## Begin RECORDS SUPPLIED

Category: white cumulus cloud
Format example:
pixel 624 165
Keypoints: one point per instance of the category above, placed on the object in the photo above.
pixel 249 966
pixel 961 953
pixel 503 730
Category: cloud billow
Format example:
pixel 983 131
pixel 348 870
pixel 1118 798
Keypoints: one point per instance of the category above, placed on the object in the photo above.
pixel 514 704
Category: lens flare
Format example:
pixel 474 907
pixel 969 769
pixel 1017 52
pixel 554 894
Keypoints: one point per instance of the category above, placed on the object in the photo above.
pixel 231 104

## End RECORDS SUPPLIED

### DIRECTIVE
Copy all of the rows above line for line, changing nothing and keeping their order.

### ANSWER TO THE EXERCISE
Category: white cumulus cloud
Format example:
pixel 624 165
Keypoints: one point per instance of the category above, placed on the object in the photo above.
pixel 249 966
pixel 961 953
pixel 503 730
Category: cloud billow
Format example:
pixel 983 131
pixel 348 870
pixel 1118 798
Keypoints: one point per instance of the category above, placed on the object in the photo above.
pixel 514 704
Category: lens flare
Format example:
pixel 474 907
pixel 969 769
pixel 1017 52
pixel 554 894
Keypoints: one point per instance of the category above, placed on the object in the photo above.
pixel 231 104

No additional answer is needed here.